▸ **Data**:
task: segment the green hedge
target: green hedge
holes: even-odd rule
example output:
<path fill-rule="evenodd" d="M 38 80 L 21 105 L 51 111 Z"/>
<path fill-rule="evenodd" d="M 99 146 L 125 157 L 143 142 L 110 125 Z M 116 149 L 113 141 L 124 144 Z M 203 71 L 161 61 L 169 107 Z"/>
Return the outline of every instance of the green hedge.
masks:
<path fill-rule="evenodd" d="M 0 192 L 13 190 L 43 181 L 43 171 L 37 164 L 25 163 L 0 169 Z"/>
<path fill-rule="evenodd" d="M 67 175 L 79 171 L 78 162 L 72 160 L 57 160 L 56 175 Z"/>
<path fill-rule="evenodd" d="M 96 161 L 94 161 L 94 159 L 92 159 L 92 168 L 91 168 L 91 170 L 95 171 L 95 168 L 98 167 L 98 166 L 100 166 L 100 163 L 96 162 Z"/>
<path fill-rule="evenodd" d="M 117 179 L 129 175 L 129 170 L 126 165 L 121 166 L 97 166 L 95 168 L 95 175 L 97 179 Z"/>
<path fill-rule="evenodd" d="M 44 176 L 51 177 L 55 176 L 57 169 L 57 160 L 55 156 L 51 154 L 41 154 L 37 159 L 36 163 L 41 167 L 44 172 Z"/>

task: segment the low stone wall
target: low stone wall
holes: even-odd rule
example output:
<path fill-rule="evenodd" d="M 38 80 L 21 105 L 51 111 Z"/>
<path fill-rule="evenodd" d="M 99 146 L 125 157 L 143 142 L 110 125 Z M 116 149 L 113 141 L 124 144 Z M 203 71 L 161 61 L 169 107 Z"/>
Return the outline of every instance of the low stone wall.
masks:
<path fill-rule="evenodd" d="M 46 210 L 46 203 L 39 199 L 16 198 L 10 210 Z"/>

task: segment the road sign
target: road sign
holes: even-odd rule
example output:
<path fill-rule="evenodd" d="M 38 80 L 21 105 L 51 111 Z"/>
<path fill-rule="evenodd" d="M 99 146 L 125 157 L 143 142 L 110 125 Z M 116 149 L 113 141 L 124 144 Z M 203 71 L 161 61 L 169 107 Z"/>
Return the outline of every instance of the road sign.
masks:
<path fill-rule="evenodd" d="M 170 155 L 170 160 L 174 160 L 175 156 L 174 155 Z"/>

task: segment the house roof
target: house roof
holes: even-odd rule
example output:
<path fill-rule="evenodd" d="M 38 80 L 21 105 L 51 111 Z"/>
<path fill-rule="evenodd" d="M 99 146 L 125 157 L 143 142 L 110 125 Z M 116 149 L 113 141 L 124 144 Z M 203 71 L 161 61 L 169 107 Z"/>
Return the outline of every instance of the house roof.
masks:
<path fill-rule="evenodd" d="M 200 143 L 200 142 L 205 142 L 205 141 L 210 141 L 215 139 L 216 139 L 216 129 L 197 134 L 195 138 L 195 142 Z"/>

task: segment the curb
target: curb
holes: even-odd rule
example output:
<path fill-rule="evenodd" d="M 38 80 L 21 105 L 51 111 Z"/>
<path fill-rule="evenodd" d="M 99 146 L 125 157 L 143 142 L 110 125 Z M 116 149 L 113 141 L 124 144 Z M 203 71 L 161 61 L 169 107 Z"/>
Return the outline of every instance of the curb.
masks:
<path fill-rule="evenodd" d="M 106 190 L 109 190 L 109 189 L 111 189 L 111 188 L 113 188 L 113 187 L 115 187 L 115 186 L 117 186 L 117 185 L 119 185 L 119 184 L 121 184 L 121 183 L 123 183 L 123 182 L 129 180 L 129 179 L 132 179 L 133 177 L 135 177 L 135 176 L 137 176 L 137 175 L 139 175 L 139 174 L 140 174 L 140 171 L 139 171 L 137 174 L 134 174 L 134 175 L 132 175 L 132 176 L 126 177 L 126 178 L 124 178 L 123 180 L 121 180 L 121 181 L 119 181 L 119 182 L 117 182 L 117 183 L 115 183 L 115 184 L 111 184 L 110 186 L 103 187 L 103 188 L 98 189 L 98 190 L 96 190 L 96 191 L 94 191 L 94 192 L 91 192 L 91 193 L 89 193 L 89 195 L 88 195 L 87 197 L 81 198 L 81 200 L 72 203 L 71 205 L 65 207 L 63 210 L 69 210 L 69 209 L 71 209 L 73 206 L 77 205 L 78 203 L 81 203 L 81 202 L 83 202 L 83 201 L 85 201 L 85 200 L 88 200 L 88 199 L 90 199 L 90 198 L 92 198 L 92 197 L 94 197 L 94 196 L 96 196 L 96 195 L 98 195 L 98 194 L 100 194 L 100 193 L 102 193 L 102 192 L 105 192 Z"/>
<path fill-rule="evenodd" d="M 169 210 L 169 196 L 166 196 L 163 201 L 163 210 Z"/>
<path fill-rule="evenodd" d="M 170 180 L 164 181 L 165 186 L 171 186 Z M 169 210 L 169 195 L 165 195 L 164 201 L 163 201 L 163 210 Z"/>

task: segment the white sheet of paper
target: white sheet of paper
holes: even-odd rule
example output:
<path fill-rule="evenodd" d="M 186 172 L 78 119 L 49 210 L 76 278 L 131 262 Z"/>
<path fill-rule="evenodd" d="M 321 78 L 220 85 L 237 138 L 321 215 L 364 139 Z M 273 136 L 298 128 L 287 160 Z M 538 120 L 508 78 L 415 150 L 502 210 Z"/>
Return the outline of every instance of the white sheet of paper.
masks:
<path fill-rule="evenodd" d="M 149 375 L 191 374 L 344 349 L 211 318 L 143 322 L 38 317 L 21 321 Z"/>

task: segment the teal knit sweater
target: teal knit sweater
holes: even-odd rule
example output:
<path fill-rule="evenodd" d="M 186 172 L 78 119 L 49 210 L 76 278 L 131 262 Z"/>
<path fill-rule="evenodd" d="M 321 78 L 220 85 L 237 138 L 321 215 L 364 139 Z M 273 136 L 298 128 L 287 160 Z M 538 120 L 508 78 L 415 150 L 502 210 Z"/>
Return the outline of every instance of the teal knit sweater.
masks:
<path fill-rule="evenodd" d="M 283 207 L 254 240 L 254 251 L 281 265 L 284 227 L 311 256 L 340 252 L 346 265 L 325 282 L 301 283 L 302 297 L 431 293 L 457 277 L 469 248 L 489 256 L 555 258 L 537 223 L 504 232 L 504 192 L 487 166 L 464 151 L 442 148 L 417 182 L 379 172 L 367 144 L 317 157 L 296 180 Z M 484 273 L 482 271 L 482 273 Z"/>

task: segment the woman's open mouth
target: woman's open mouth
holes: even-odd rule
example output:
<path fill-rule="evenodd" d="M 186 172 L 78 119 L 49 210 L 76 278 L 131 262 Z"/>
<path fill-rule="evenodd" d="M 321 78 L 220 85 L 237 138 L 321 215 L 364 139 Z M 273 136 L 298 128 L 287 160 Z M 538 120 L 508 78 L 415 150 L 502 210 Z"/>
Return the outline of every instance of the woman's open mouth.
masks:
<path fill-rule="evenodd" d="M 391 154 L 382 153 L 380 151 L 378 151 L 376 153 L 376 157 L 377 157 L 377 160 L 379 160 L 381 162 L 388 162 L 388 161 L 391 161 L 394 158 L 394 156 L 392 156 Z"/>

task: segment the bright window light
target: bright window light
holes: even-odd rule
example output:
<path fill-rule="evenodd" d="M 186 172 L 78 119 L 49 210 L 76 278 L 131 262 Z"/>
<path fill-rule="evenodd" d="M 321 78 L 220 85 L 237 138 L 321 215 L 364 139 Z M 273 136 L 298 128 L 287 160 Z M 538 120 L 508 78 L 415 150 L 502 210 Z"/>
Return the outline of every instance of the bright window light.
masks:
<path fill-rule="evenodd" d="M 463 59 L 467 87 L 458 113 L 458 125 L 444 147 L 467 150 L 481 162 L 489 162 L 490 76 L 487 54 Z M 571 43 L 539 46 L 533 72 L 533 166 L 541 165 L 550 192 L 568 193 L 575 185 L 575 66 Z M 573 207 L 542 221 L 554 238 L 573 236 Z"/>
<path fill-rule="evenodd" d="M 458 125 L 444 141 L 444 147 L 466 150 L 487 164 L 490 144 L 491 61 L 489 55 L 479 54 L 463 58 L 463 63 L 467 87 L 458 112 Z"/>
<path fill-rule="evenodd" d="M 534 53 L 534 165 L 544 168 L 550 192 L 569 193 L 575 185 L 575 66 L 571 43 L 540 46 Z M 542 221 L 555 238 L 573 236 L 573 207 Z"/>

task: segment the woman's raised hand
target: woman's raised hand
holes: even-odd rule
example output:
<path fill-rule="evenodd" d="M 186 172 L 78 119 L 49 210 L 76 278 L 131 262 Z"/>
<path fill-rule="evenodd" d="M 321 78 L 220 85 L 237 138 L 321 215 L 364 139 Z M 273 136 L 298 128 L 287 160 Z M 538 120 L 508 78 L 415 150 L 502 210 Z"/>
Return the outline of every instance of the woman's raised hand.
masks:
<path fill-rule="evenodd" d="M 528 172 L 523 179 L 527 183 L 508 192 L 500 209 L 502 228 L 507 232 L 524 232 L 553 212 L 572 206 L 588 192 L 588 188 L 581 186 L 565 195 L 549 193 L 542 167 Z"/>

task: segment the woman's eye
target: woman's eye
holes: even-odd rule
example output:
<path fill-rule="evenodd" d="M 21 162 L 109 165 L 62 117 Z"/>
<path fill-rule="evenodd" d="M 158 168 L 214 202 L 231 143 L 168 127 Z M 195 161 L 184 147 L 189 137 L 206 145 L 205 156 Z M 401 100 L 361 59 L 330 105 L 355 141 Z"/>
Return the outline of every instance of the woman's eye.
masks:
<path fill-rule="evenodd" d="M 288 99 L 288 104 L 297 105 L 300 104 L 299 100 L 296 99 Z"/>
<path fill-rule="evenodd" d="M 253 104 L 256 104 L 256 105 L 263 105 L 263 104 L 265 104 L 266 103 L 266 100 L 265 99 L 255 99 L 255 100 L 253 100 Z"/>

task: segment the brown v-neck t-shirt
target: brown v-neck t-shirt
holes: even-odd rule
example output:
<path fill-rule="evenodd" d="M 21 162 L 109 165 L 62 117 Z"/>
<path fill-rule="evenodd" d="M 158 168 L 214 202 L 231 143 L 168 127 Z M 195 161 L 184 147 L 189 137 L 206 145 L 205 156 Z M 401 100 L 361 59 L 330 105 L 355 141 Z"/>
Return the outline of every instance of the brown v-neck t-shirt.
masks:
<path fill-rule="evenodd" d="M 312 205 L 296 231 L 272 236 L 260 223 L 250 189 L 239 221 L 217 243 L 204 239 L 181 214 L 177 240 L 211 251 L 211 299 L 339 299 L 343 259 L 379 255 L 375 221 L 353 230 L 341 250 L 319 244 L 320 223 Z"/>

▸ **Activity**:
Retype, exactly and with nothing added, the lines of the material above from the first through the one that contains "Return the outline of every instance of the green".

▸ **Written solution**:
task: segment the green hedge
target: green hedge
holes: even-odd rule
example output:
<path fill-rule="evenodd" d="M 38 80 L 21 105 L 51 111 Z"/>
<path fill-rule="evenodd" d="M 99 146 L 125 157 L 143 142 L 110 125 Z M 116 149 L 113 141 L 124 144 Z M 203 71 L 161 61 L 169 107 Z"/>
Return the outline of every instance of the green hedge.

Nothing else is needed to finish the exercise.